Directions for this task: Give only the number of lines in the data below that contain the string "clicks". Case counts.

──────── Source data ────────

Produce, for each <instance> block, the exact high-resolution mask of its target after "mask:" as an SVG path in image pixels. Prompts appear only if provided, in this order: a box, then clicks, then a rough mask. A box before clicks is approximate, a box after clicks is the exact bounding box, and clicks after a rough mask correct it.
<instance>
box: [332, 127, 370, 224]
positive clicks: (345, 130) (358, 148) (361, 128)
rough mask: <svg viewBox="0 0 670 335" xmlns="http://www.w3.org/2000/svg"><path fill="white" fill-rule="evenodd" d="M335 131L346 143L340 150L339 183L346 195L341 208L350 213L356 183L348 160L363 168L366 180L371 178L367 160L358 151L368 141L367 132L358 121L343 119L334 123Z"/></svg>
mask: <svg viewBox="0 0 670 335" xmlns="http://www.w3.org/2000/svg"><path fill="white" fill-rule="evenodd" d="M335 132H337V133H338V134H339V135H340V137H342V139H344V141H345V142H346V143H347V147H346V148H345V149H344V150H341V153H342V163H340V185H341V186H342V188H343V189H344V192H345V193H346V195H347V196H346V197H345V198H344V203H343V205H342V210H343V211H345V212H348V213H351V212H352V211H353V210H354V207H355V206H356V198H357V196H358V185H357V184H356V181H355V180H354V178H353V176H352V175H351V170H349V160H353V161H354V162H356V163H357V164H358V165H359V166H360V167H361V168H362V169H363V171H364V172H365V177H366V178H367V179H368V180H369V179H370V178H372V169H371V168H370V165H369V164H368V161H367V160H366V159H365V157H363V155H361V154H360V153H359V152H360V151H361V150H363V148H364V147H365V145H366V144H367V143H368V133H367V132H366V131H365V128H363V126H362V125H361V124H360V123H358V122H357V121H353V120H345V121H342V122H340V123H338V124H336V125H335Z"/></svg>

────────

Result of this task: 2